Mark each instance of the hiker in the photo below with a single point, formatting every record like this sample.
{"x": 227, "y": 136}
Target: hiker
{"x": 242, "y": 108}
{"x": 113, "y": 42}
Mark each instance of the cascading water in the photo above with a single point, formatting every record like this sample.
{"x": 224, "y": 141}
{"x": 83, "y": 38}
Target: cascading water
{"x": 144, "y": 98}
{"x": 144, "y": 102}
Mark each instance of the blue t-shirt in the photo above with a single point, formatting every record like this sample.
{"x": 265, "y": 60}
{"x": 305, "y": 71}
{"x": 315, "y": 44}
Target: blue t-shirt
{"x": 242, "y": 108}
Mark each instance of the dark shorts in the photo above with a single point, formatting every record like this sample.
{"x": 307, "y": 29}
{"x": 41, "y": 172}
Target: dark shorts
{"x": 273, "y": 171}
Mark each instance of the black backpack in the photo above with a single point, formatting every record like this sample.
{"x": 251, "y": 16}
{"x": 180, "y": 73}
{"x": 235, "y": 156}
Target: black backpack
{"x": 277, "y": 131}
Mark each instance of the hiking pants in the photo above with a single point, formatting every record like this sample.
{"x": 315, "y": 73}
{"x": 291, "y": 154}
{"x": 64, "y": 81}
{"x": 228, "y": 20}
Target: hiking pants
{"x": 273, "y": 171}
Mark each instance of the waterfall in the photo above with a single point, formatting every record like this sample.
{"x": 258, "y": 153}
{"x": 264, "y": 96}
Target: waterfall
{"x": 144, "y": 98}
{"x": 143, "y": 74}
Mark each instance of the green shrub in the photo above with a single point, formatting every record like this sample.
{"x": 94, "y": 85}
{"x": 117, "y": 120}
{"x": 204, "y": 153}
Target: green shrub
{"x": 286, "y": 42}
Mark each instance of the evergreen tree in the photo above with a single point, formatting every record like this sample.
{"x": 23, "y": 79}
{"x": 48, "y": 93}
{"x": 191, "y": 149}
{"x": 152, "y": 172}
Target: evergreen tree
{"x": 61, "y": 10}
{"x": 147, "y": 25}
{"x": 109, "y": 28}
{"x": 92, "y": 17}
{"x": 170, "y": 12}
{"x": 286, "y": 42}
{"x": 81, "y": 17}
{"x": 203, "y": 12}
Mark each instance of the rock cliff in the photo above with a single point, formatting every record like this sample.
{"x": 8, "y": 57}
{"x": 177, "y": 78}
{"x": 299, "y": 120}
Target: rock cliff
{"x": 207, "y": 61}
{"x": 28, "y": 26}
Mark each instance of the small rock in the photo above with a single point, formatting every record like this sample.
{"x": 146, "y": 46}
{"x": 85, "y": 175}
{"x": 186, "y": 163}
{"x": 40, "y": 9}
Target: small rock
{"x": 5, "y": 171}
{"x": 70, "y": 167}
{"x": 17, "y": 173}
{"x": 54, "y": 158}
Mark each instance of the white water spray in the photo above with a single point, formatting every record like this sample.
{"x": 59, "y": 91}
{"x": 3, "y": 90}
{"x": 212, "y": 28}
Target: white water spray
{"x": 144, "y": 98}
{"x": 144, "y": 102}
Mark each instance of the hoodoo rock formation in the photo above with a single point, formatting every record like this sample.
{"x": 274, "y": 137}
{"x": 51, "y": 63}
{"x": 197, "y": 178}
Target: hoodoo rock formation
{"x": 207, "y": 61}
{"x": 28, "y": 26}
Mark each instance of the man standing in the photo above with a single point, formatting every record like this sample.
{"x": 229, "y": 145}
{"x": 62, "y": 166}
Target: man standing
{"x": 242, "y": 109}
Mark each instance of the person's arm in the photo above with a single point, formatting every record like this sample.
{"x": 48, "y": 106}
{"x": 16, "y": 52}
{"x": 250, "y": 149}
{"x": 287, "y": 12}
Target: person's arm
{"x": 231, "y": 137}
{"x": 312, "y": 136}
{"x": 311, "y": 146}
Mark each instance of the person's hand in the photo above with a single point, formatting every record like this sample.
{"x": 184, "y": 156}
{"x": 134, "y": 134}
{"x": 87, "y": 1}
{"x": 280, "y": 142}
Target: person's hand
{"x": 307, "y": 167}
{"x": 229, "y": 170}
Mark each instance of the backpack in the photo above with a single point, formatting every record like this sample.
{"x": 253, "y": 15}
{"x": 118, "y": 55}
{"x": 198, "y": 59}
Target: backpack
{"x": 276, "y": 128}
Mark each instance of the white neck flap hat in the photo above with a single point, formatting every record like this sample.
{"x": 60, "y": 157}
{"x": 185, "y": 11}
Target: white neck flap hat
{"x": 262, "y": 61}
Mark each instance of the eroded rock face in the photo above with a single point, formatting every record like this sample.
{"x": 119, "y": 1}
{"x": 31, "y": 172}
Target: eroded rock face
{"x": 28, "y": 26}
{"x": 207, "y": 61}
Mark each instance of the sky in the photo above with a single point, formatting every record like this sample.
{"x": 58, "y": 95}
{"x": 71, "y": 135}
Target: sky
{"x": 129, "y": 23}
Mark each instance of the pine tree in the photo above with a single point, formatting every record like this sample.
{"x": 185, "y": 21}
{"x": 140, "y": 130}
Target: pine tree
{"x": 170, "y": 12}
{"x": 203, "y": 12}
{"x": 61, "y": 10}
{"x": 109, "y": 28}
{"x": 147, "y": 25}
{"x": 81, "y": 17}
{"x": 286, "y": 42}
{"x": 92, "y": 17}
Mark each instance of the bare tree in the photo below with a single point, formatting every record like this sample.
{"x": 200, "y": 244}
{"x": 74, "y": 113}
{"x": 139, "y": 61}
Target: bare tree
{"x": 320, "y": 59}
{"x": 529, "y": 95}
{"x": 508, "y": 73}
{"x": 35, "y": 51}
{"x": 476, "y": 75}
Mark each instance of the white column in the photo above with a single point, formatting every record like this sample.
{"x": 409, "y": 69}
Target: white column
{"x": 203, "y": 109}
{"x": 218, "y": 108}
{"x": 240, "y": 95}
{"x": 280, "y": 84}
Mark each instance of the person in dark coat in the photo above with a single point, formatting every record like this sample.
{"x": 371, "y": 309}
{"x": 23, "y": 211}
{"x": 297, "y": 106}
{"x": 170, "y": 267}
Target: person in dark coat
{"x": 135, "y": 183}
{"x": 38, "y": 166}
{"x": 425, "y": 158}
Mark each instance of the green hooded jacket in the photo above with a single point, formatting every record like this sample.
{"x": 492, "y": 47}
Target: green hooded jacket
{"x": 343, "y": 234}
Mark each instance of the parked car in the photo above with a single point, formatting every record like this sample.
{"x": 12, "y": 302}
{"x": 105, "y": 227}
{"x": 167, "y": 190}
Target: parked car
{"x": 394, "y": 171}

◆ YOUR TASK:
Extract the full listing above without altering anything.

◆ THE RESPONSE:
Mark each instance of the hiker in the photo below with a single point, formatting every record like this sample.
{"x": 227, "y": 136}
Target: hiker
{"x": 242, "y": 108}
{"x": 113, "y": 42}
Mark each instance of the cascading water in the photo above with a single point, formatting every record like this sample.
{"x": 224, "y": 141}
{"x": 83, "y": 38}
Target: cascading water
{"x": 144, "y": 98}
{"x": 144, "y": 102}
Mark each instance of the blue t-shirt in the photo above with a single point, formatting every record like this sample.
{"x": 265, "y": 60}
{"x": 305, "y": 71}
{"x": 315, "y": 44}
Target: blue t-shirt
{"x": 242, "y": 108}
Mark each instance of the dark shorts in the photo above with a single point, formatting every record like this sample.
{"x": 307, "y": 29}
{"x": 41, "y": 172}
Target: dark shorts
{"x": 273, "y": 171}
Mark each instance of the black backpack in the photo above with a single point, formatting every record like this sample.
{"x": 251, "y": 16}
{"x": 180, "y": 73}
{"x": 235, "y": 156}
Target: black backpack
{"x": 277, "y": 131}
Mark each instance of the hiking pants in the photo above with a single point, formatting every record like this sample.
{"x": 315, "y": 73}
{"x": 291, "y": 154}
{"x": 64, "y": 81}
{"x": 228, "y": 20}
Target: hiking pants
{"x": 273, "y": 171}
Mark each instance of the waterfall in the photo above with a single point, formatting every record like this sample.
{"x": 258, "y": 153}
{"x": 264, "y": 96}
Target: waterfall
{"x": 144, "y": 98}
{"x": 143, "y": 74}
Mark each instance of the green shrub in the photo above with a single point, formatting every record like this sample.
{"x": 94, "y": 85}
{"x": 117, "y": 120}
{"x": 204, "y": 153}
Target: green shrub
{"x": 286, "y": 42}
Mark each instance of the evergreen tree in the photo above with a single point, formatting every record like this sample.
{"x": 23, "y": 79}
{"x": 48, "y": 93}
{"x": 191, "y": 149}
{"x": 152, "y": 172}
Target: evergreen tree
{"x": 61, "y": 10}
{"x": 147, "y": 25}
{"x": 109, "y": 28}
{"x": 92, "y": 17}
{"x": 170, "y": 12}
{"x": 286, "y": 42}
{"x": 81, "y": 17}
{"x": 203, "y": 12}
Mark each instance of the rock cliff in the photo above with a single point, formatting every record like this sample.
{"x": 8, "y": 57}
{"x": 177, "y": 78}
{"x": 299, "y": 120}
Target: rock cliff
{"x": 207, "y": 61}
{"x": 28, "y": 26}
Mark each instance of the small rock in the photo above with a single point, formatting every record like this sample.
{"x": 146, "y": 46}
{"x": 85, "y": 175}
{"x": 186, "y": 163}
{"x": 40, "y": 9}
Target: small rock
{"x": 5, "y": 171}
{"x": 70, "y": 167}
{"x": 17, "y": 173}
{"x": 54, "y": 158}
Mark each instance of the white water spray in the photo above with a single point, formatting every record like this sample.
{"x": 59, "y": 91}
{"x": 3, "y": 90}
{"x": 212, "y": 28}
Target: white water spray
{"x": 144, "y": 98}
{"x": 144, "y": 102}
Mark each instance of the hoodoo rock formation in the photo above with a single point, formatting every record like this sample.
{"x": 274, "y": 137}
{"x": 51, "y": 63}
{"x": 197, "y": 178}
Target: hoodoo rock formation
{"x": 207, "y": 61}
{"x": 28, "y": 26}
Mark each instance of the man standing in the photo above with a single point, formatting every record like this sample.
{"x": 229, "y": 145}
{"x": 62, "y": 166}
Target: man standing
{"x": 242, "y": 109}
Mark each instance of the person's arm in the photo above with a single point, formatting every record like this sample.
{"x": 48, "y": 106}
{"x": 16, "y": 52}
{"x": 250, "y": 149}
{"x": 287, "y": 12}
Target: person's arm
{"x": 231, "y": 137}
{"x": 312, "y": 136}
{"x": 311, "y": 146}
Mark each instance of the person's hand in the photo above with a single point, formatting every record like this sample.
{"x": 184, "y": 156}
{"x": 134, "y": 134}
{"x": 87, "y": 1}
{"x": 280, "y": 142}
Target: person's hand
{"x": 307, "y": 167}
{"x": 229, "y": 170}
Mark each instance of the backpack in the photo above with a single point, formatting every record like this sample.
{"x": 253, "y": 15}
{"x": 118, "y": 55}
{"x": 198, "y": 59}
Target: backpack
{"x": 276, "y": 128}
Mark each instance of the white neck flap hat in the photo above with a single point, formatting every record like this sample.
{"x": 60, "y": 157}
{"x": 185, "y": 11}
Target: white neck flap hat
{"x": 262, "y": 61}
Mark each instance of the eroded rock face in the photo above with a single point, formatting every record like this sample.
{"x": 119, "y": 1}
{"x": 31, "y": 172}
Target: eroded rock face
{"x": 28, "y": 26}
{"x": 207, "y": 61}
Mark each instance of the sky in the photo above with a single point, formatting every record like this sample.
{"x": 58, "y": 95}
{"x": 71, "y": 135}
Target: sky
{"x": 129, "y": 23}
Mark each instance of the pine tree in the photo above with a single point, formatting every record like this sample.
{"x": 185, "y": 21}
{"x": 140, "y": 130}
Target: pine tree
{"x": 170, "y": 12}
{"x": 203, "y": 12}
{"x": 61, "y": 10}
{"x": 109, "y": 28}
{"x": 147, "y": 25}
{"x": 81, "y": 17}
{"x": 286, "y": 42}
{"x": 92, "y": 17}
Mark each instance of the bare tree in the photo below with a single point, formatting every record like this sample.
{"x": 200, "y": 244}
{"x": 74, "y": 113}
{"x": 139, "y": 61}
Target: bare tree
{"x": 320, "y": 59}
{"x": 529, "y": 95}
{"x": 508, "y": 73}
{"x": 35, "y": 51}
{"x": 476, "y": 75}
Mark each instance of the white column in the photo above with a single point, formatting every record like this sample.
{"x": 409, "y": 69}
Target: white column
{"x": 203, "y": 109}
{"x": 218, "y": 108}
{"x": 240, "y": 95}
{"x": 280, "y": 84}
Mark each instance of the person in dark coat in the photo above with a single point, formatting every record like this sample.
{"x": 371, "y": 309}
{"x": 23, "y": 211}
{"x": 297, "y": 106}
{"x": 170, "y": 267}
Target: person in dark coat
{"x": 135, "y": 183}
{"x": 38, "y": 166}
{"x": 425, "y": 158}
Mark each instance of the green hooded jacket in the photo above with a single point, formatting every record like this sample.
{"x": 492, "y": 47}
Target: green hooded jacket
{"x": 343, "y": 234}
Mark each instance of the parked car in the photo above with a single point, formatting every record like this sample.
{"x": 12, "y": 302}
{"x": 105, "y": 227}
{"x": 167, "y": 190}
Target: parked car
{"x": 394, "y": 171}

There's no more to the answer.